• _What the task requires_: Starting with the line that contains "point: wrapped gingerbread", reproduce each line through the end of the entries exactly as written.

• _Material for this task_:
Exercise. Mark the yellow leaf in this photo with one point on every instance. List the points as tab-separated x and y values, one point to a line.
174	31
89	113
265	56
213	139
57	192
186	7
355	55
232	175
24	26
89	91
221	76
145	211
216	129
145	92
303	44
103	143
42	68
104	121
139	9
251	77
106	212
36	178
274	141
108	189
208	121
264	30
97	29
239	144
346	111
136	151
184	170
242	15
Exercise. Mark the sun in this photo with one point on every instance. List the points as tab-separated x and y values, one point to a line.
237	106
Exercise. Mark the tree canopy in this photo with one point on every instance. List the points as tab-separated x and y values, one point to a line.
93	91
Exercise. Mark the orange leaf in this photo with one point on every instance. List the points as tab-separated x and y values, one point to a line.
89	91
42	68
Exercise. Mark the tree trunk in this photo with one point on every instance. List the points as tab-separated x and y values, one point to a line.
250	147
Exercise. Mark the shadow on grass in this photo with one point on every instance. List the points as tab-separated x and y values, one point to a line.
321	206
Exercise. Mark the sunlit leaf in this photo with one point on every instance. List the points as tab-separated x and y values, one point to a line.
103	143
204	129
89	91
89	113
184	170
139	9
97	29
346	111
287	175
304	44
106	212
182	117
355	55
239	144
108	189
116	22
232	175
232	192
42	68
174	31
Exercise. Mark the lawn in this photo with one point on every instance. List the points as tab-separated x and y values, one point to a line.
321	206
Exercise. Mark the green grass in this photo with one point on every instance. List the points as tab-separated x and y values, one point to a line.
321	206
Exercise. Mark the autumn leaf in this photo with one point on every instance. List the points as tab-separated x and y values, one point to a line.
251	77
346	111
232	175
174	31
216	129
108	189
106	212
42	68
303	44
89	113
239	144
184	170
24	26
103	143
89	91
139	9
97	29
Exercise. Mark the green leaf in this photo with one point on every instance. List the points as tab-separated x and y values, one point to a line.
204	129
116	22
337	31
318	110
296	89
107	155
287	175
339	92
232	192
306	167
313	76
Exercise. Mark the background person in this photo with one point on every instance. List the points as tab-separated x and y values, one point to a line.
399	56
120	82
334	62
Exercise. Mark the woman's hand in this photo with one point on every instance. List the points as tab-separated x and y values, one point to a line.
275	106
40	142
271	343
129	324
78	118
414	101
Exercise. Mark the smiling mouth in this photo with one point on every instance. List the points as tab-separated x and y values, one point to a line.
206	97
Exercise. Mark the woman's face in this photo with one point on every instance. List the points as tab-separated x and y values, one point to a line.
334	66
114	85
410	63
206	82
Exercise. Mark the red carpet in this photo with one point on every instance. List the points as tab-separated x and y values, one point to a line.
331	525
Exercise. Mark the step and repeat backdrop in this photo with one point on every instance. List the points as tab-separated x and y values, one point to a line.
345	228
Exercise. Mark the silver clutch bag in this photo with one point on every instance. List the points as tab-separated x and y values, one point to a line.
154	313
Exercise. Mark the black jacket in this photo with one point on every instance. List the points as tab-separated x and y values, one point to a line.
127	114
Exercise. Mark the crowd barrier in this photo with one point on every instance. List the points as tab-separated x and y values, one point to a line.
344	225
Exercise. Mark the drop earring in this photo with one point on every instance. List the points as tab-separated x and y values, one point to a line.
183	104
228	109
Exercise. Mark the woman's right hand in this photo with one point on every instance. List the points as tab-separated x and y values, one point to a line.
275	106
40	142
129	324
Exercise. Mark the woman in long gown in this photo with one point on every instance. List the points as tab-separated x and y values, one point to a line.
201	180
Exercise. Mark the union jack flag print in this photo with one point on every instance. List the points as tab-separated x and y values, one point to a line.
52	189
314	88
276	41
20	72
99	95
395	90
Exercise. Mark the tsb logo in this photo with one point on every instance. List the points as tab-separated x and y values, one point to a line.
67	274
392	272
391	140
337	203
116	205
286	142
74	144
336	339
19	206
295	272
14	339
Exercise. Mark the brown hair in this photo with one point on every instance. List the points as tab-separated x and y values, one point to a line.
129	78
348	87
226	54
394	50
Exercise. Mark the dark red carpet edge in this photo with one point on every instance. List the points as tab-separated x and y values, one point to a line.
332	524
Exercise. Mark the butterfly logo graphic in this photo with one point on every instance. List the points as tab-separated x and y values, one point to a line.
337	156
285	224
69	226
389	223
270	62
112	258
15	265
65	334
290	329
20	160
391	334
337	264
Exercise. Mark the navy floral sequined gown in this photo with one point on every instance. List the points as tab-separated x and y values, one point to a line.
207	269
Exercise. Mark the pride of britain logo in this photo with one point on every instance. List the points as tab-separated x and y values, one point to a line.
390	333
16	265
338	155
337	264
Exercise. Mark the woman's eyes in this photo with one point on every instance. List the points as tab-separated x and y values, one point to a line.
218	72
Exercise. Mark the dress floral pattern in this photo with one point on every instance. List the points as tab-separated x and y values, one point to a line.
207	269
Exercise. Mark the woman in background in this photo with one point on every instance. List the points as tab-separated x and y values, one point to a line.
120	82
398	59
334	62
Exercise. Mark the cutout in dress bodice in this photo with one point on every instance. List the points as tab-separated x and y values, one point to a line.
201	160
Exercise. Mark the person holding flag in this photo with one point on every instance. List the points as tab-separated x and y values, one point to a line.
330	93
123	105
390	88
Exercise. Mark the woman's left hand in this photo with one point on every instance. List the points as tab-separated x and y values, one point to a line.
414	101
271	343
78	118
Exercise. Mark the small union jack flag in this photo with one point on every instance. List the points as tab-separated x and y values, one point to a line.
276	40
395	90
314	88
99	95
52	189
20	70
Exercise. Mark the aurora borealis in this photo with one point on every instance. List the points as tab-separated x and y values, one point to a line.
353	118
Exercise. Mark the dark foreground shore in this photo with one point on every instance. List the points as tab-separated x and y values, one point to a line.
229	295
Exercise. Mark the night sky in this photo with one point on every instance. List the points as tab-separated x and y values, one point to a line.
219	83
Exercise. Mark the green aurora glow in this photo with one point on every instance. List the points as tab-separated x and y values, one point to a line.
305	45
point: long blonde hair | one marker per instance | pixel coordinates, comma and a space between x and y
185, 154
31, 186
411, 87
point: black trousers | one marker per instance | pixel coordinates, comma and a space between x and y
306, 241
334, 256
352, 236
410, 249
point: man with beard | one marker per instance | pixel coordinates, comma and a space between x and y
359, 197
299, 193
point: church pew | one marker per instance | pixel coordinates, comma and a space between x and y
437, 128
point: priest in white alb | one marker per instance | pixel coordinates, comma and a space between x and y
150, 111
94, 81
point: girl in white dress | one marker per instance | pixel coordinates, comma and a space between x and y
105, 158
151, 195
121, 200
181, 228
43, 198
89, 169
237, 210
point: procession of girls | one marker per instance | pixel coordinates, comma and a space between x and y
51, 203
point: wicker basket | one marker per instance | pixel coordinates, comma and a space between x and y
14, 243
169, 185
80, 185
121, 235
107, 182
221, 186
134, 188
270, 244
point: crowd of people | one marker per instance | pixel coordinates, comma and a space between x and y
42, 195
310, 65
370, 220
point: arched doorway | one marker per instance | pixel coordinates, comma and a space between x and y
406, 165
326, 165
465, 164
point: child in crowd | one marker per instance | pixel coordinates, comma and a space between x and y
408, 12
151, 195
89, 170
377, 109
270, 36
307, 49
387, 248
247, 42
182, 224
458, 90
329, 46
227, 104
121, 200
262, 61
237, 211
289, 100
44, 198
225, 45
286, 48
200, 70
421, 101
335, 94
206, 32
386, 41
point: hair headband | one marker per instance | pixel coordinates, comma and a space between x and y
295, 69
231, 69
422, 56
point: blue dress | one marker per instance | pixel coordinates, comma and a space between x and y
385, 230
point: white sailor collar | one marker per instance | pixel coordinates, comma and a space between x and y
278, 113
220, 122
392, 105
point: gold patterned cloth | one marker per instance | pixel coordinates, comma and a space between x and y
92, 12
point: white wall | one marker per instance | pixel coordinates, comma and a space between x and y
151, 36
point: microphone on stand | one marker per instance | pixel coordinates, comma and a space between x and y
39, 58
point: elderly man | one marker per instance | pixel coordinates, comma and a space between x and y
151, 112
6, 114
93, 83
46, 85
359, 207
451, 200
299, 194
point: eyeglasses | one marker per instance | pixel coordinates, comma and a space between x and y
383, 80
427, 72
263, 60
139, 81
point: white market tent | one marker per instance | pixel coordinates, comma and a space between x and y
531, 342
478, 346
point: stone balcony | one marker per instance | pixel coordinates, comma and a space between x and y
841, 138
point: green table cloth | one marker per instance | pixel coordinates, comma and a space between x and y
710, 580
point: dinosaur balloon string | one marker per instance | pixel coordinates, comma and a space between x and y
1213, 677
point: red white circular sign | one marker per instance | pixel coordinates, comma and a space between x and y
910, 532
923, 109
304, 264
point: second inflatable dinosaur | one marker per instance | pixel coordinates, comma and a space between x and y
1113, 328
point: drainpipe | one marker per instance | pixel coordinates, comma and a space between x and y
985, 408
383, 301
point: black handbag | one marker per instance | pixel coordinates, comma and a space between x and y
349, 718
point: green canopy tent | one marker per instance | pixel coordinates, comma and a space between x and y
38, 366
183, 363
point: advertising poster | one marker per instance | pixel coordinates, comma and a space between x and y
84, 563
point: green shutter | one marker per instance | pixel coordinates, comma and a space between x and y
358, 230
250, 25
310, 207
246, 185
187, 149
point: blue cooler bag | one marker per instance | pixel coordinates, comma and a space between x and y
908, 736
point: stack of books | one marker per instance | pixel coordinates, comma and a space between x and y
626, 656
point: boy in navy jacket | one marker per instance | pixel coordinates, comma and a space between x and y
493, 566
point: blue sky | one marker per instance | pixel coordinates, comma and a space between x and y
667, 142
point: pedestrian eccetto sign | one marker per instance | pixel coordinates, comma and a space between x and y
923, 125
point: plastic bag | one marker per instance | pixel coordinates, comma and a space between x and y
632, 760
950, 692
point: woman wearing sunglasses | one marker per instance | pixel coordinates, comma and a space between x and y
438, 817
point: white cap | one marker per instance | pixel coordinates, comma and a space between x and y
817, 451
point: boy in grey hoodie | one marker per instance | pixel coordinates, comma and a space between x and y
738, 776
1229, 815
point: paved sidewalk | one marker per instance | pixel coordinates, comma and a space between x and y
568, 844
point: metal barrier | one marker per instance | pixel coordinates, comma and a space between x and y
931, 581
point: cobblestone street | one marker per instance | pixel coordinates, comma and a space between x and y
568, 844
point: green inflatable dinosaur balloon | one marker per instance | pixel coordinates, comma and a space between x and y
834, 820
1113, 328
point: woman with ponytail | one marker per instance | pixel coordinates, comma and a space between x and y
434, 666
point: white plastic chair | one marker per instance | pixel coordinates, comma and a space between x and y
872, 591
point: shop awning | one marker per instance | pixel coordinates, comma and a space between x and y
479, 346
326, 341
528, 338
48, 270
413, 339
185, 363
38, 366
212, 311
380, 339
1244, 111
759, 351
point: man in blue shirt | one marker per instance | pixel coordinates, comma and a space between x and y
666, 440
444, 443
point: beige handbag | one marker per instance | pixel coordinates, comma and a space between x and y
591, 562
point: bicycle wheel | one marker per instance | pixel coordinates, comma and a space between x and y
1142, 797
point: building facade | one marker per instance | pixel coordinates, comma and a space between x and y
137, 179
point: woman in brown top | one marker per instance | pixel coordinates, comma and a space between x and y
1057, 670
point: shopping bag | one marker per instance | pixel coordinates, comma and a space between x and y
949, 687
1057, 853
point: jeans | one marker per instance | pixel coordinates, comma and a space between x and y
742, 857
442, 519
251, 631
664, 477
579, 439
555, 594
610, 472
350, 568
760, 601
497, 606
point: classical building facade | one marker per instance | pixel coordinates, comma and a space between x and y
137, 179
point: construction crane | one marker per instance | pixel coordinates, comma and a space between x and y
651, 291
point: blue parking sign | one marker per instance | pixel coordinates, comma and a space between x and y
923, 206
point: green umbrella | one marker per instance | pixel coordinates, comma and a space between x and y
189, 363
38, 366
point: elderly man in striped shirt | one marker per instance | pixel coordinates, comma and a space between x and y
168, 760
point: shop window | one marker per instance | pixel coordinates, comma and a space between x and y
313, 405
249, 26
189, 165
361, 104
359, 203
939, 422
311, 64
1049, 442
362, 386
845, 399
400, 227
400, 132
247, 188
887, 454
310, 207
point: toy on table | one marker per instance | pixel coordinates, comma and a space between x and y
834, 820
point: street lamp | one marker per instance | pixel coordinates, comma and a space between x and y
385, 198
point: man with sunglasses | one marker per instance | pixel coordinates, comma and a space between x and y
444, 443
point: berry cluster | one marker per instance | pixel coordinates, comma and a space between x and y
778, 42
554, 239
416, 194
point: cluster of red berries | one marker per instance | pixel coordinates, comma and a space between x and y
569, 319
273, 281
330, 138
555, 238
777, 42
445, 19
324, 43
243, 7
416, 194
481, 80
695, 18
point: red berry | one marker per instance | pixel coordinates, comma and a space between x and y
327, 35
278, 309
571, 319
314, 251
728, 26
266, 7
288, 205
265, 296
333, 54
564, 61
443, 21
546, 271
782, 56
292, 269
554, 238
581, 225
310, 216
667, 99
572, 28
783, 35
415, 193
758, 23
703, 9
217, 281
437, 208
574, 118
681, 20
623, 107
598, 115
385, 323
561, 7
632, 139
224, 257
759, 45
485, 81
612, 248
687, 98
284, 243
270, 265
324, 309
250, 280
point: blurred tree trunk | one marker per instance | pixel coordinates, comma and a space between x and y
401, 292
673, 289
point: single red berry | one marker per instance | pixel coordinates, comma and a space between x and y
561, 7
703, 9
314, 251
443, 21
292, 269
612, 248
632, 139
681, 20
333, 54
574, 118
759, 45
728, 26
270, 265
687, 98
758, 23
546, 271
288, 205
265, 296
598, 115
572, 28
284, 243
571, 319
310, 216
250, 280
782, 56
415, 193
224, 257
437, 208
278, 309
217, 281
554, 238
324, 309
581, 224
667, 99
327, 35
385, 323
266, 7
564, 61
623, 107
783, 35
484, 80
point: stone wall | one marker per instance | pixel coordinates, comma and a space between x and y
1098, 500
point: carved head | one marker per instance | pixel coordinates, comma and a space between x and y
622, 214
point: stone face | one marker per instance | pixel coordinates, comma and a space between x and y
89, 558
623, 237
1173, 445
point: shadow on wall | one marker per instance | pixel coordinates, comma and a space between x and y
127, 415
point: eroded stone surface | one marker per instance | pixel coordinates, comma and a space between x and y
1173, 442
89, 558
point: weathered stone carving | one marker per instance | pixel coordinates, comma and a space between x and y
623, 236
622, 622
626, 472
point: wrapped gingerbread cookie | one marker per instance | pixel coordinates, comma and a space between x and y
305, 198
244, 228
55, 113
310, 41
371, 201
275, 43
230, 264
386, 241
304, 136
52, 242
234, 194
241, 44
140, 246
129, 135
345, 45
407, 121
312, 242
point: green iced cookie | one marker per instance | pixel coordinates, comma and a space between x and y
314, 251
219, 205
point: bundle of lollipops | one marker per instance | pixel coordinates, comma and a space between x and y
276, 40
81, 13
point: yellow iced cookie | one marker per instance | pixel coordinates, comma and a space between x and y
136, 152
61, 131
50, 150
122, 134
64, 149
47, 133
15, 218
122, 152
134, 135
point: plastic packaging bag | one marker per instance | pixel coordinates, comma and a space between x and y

• _Answer in full_:
point: wrapped gingerbread cookie | one marker per instance | pixel coordinates, comma and a space between x and y
305, 198
244, 228
55, 113
310, 41
371, 201
275, 43
230, 264
386, 241
304, 136
52, 242
234, 194
241, 44
140, 246
129, 135
345, 45
407, 121
312, 242
point: green iced cookie | one marker per instance | pixel coordinates, comma and a space between x and y
314, 251
219, 205
point: bundle of lollipops | one marker per instance | pixel coordinates, comma and a space between x and y
276, 40
81, 13
point: yellow iced cookie | one marker per instance | pixel coordinates, comma and a space between x and y
136, 152
61, 131
50, 150
122, 134
64, 149
47, 133
15, 218
122, 152
134, 135
point: plastic packaging bag | one marker per instance | pixel coordinates, comma and a space between x and y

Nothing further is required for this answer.